Filter these records by the string "grass", copying each line that holds it.

*** Provided data ***

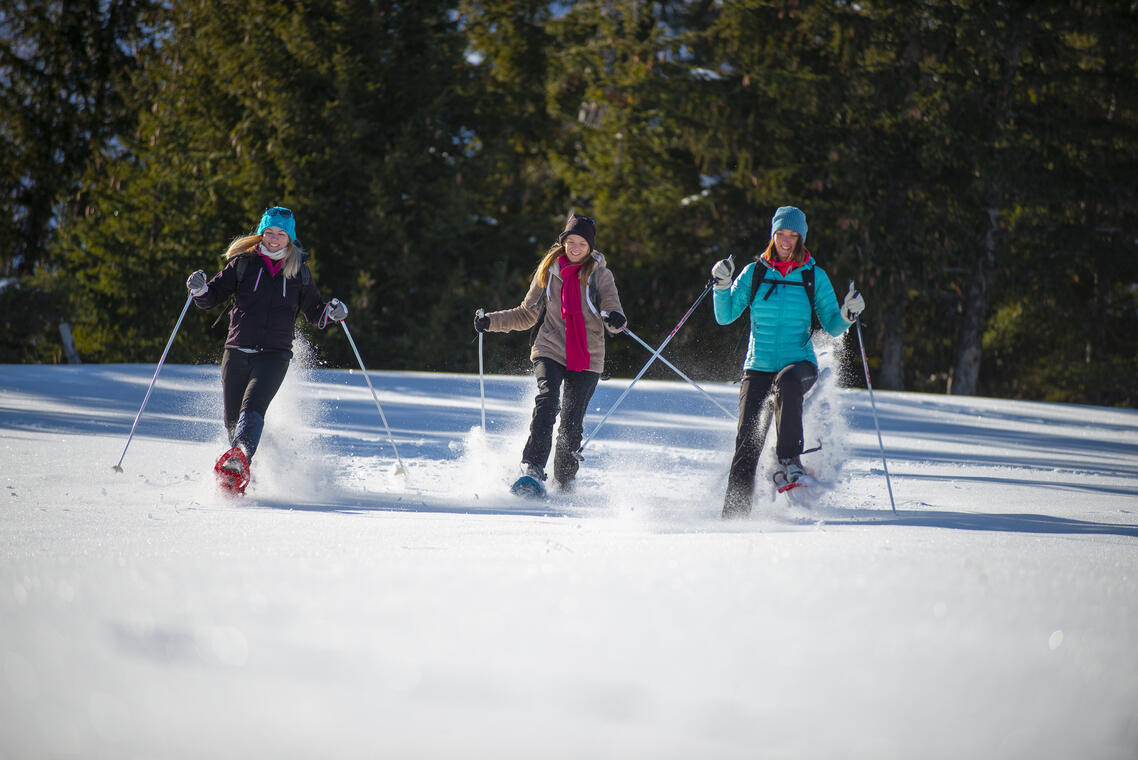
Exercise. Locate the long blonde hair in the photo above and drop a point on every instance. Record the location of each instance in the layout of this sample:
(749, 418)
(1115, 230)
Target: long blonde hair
(247, 244)
(555, 252)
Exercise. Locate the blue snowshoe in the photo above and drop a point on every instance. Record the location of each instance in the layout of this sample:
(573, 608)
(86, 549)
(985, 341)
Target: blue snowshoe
(532, 482)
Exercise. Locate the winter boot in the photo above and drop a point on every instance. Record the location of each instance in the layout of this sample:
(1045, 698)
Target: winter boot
(247, 432)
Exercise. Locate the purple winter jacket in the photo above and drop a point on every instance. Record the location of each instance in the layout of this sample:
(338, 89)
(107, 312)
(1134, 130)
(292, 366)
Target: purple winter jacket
(264, 311)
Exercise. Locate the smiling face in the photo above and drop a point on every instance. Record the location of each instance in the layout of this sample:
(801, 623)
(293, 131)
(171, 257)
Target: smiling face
(274, 238)
(785, 242)
(576, 248)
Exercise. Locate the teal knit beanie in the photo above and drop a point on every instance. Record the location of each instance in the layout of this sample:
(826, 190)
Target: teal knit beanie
(788, 217)
(280, 217)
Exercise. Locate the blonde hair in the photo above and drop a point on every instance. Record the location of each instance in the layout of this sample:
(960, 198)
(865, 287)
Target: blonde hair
(247, 244)
(798, 256)
(555, 252)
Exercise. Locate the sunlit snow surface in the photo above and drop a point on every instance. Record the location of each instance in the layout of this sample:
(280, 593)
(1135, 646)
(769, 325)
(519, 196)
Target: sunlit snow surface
(344, 610)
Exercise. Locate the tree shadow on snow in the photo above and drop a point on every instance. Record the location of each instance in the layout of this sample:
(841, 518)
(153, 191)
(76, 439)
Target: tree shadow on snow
(994, 522)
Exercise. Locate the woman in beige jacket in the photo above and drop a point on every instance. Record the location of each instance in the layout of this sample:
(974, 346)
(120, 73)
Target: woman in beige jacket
(569, 348)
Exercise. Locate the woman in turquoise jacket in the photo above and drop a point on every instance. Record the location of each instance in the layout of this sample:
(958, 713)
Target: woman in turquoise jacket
(780, 361)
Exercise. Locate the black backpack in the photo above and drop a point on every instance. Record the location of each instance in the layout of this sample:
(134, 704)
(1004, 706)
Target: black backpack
(594, 296)
(240, 269)
(807, 283)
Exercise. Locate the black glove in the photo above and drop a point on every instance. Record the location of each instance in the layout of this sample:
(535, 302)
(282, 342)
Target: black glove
(336, 310)
(615, 320)
(196, 283)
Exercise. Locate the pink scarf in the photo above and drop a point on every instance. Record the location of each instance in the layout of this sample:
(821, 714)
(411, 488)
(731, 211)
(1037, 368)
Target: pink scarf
(577, 356)
(271, 265)
(789, 265)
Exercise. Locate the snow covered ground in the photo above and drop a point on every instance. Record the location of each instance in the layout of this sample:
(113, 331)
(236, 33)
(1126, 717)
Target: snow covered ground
(343, 610)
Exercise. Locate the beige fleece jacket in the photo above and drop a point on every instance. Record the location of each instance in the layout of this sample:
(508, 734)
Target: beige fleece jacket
(551, 336)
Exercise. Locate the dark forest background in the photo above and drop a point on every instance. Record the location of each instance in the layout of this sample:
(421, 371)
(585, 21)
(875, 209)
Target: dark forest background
(972, 164)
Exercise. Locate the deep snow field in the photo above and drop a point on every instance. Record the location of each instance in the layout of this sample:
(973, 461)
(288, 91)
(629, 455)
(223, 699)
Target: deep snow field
(344, 610)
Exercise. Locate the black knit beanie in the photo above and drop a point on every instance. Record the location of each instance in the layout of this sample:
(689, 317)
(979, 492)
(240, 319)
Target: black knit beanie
(582, 225)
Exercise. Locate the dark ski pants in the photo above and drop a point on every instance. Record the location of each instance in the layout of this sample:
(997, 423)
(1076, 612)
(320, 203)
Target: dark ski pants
(571, 404)
(788, 388)
(249, 382)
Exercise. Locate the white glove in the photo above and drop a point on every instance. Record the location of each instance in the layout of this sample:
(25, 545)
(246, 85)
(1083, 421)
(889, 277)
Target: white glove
(197, 283)
(723, 273)
(852, 305)
(336, 310)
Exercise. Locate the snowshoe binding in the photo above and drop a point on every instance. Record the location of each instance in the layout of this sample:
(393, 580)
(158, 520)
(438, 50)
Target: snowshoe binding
(232, 471)
(790, 475)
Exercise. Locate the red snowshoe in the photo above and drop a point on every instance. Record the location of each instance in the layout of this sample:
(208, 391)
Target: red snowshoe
(232, 470)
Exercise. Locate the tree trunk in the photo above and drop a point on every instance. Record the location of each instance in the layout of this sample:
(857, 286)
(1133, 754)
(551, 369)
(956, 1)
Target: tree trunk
(892, 349)
(965, 379)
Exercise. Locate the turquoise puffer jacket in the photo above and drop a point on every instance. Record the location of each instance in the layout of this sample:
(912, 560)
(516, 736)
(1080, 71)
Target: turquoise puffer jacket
(780, 323)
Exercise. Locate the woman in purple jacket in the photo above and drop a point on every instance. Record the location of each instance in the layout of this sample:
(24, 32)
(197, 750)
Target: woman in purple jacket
(267, 275)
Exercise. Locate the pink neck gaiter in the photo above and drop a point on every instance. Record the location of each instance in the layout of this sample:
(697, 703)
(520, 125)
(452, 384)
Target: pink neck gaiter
(271, 265)
(577, 356)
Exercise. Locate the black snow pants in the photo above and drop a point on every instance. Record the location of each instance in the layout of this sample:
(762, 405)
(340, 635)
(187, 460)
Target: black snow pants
(249, 382)
(571, 404)
(789, 388)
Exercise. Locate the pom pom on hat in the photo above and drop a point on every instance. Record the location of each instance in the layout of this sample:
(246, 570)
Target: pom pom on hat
(582, 225)
(788, 217)
(280, 217)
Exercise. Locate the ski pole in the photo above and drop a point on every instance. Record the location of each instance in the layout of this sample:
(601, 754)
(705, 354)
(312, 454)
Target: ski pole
(481, 385)
(118, 468)
(400, 469)
(612, 409)
(677, 371)
(865, 363)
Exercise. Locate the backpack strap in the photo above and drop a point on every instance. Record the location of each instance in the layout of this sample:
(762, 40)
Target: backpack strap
(594, 298)
(807, 285)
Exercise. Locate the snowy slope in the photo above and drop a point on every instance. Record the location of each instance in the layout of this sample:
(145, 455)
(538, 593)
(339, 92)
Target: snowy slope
(340, 610)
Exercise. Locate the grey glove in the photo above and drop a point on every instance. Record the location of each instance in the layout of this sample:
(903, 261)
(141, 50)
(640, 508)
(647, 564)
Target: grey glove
(336, 310)
(723, 273)
(197, 283)
(852, 305)
(481, 322)
(615, 320)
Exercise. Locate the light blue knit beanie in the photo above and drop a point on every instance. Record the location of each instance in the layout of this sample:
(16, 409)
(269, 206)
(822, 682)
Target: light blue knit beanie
(788, 217)
(280, 217)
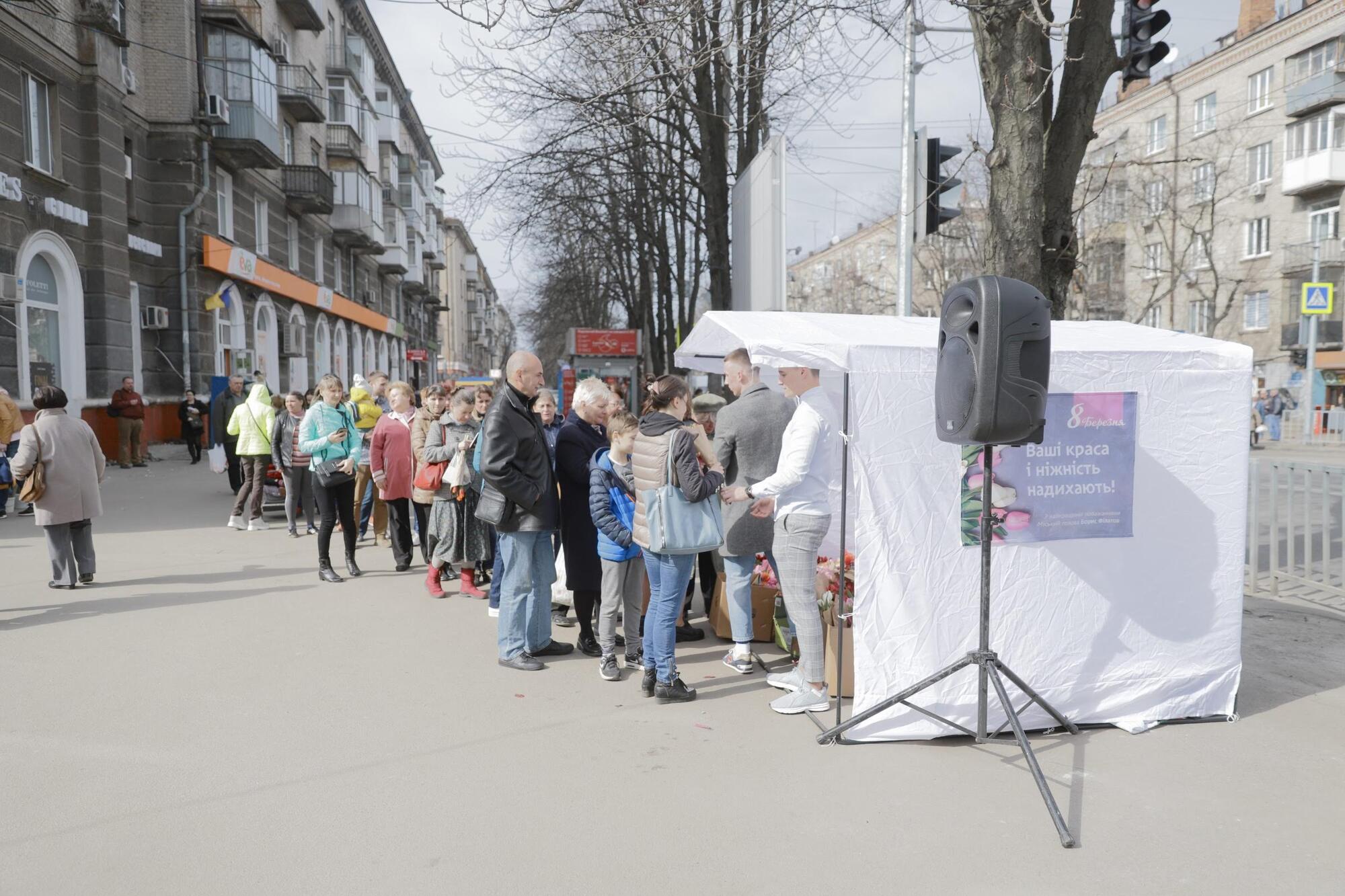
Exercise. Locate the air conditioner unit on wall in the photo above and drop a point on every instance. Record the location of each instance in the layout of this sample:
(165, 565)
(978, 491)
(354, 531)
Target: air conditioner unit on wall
(154, 318)
(217, 110)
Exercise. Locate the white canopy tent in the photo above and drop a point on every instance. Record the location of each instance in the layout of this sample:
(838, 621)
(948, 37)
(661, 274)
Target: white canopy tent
(1128, 631)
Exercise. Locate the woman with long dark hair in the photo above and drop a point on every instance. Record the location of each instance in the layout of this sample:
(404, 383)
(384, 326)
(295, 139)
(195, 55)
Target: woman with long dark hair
(664, 432)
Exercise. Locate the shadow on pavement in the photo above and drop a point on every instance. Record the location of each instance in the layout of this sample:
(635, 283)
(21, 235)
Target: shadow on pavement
(104, 606)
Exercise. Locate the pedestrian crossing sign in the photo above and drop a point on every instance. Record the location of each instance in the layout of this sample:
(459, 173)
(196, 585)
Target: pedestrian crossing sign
(1319, 298)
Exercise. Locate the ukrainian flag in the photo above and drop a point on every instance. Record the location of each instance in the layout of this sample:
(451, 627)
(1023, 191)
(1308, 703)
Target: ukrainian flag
(224, 298)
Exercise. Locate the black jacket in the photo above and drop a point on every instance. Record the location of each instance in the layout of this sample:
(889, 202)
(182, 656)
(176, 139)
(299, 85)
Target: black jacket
(575, 447)
(516, 463)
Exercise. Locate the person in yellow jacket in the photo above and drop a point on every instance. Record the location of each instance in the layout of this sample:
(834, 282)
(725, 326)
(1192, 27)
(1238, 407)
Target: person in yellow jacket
(367, 417)
(252, 423)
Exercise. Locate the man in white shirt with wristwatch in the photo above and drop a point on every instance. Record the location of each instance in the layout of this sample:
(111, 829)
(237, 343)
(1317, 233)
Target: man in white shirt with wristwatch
(798, 494)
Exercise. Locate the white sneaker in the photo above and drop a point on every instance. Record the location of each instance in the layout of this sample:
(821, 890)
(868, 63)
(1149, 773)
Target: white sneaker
(792, 680)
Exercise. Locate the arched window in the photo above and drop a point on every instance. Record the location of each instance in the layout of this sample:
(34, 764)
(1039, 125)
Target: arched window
(50, 321)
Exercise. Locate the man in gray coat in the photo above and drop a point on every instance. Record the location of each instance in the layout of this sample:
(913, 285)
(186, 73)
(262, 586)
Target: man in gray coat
(747, 443)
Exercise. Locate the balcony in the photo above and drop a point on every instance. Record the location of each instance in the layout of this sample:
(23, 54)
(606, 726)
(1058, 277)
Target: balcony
(299, 93)
(244, 14)
(303, 14)
(1299, 256)
(1320, 91)
(356, 229)
(1296, 335)
(1323, 169)
(249, 140)
(344, 140)
(309, 190)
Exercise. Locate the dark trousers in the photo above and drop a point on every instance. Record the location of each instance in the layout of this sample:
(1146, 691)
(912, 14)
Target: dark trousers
(400, 529)
(423, 528)
(337, 502)
(236, 471)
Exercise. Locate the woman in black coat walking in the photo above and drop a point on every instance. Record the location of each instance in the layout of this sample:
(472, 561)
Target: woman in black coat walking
(582, 435)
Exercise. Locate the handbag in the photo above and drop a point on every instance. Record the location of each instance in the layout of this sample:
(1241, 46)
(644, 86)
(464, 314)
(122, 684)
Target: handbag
(431, 477)
(36, 486)
(679, 526)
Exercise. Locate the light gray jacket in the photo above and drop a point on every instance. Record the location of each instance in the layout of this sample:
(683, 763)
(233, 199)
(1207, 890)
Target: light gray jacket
(747, 442)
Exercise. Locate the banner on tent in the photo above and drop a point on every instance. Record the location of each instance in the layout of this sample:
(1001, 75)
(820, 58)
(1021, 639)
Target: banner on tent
(1078, 483)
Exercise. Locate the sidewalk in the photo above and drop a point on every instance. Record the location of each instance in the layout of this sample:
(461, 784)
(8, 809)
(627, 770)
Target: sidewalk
(210, 719)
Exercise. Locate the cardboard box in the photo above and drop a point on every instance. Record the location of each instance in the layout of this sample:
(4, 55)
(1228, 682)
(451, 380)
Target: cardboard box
(847, 688)
(763, 612)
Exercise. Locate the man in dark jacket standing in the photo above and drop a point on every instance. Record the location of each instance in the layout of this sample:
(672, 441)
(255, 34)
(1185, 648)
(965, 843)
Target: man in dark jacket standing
(750, 432)
(517, 466)
(221, 411)
(582, 436)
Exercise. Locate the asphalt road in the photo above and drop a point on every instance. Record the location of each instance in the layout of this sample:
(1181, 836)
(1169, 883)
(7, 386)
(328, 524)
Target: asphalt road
(210, 719)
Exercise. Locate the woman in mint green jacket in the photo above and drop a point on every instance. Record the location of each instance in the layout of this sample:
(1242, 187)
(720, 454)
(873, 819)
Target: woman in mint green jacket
(329, 434)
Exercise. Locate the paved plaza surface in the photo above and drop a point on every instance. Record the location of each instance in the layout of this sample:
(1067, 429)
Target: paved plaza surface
(212, 719)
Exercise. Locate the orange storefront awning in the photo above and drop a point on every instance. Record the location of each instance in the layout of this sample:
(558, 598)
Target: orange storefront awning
(247, 267)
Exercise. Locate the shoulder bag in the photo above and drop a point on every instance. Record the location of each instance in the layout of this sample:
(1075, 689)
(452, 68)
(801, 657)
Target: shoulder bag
(36, 486)
(679, 526)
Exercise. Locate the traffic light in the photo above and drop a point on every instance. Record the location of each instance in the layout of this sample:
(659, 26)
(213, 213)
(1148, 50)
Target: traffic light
(931, 184)
(1140, 22)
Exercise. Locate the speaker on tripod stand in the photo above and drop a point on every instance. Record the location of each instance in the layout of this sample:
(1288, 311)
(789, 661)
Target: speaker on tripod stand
(991, 389)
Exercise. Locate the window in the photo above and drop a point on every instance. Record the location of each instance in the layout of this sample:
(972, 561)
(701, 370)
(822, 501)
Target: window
(1199, 317)
(1203, 182)
(1258, 91)
(263, 222)
(1257, 239)
(1261, 162)
(1156, 197)
(37, 123)
(293, 239)
(1257, 310)
(1157, 135)
(1204, 115)
(1324, 221)
(1153, 260)
(225, 202)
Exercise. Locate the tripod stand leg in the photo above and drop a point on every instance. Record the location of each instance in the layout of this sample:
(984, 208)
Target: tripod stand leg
(1067, 840)
(1069, 725)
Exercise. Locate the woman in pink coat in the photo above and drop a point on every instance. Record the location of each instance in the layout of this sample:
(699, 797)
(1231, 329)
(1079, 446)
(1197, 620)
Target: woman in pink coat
(393, 467)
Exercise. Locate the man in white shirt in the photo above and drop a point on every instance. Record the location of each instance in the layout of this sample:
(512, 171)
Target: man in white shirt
(800, 497)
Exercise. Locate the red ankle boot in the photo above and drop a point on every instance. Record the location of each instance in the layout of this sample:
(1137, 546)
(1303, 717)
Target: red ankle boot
(467, 585)
(432, 583)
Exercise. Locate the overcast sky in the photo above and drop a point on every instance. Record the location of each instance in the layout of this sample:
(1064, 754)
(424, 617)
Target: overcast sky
(844, 167)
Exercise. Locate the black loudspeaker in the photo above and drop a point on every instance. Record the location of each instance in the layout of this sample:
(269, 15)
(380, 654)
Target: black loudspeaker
(995, 362)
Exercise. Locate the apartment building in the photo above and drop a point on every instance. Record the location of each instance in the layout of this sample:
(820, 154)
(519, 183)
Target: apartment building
(142, 178)
(1208, 188)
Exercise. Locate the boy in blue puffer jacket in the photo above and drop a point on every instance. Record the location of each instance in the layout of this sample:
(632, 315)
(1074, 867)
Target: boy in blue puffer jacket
(613, 507)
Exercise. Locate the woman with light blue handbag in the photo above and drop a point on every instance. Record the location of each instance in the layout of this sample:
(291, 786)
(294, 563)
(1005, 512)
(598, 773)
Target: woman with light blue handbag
(677, 516)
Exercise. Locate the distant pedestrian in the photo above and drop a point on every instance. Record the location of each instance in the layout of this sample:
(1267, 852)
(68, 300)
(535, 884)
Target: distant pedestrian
(131, 421)
(192, 415)
(458, 538)
(221, 412)
(73, 467)
(293, 463)
(252, 424)
(329, 435)
(393, 467)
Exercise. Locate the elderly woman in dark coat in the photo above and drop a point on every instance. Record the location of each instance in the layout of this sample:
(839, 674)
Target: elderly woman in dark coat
(582, 435)
(459, 537)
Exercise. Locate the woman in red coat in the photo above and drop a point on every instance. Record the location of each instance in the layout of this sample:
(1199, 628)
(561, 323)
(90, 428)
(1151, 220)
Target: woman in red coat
(393, 466)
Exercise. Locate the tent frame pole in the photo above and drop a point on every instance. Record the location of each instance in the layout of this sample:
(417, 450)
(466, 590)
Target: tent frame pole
(989, 666)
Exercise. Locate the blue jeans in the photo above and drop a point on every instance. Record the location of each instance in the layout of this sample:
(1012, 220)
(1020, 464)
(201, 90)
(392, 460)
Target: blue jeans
(527, 594)
(669, 575)
(738, 592)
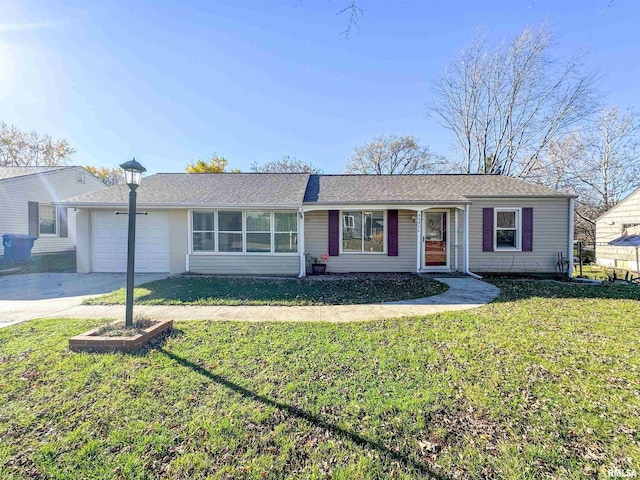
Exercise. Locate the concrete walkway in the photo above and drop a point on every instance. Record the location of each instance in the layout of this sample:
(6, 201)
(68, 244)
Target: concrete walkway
(38, 295)
(463, 294)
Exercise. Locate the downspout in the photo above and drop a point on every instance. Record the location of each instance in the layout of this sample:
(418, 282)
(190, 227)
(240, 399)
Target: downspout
(303, 263)
(466, 244)
(570, 249)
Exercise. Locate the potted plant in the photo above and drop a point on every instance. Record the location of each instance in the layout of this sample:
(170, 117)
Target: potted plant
(318, 267)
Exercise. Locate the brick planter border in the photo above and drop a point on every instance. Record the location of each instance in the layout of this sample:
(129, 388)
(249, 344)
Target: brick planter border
(90, 342)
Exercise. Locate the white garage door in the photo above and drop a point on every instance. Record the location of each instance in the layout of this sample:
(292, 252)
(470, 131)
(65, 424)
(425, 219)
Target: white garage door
(109, 236)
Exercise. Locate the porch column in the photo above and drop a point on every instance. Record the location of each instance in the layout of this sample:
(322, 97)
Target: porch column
(303, 263)
(466, 239)
(418, 240)
(456, 239)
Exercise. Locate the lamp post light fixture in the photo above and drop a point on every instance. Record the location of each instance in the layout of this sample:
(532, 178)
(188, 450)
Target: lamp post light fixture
(133, 174)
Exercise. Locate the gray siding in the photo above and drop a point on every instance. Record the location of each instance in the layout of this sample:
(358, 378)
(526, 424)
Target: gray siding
(316, 242)
(245, 264)
(16, 193)
(179, 240)
(610, 227)
(550, 236)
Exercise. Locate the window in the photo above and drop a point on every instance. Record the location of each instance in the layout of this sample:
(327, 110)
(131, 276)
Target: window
(363, 232)
(249, 231)
(48, 220)
(258, 231)
(203, 232)
(230, 231)
(507, 231)
(286, 232)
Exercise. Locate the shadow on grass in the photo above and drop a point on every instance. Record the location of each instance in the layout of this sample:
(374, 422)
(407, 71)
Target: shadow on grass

*** End of Provided data ***

### Solution to this problem
Exercise. Locate the shadow on grass in the photo above and drop a point on every instance. Record the location of each instance in the layout of this sample:
Target: shadow on grass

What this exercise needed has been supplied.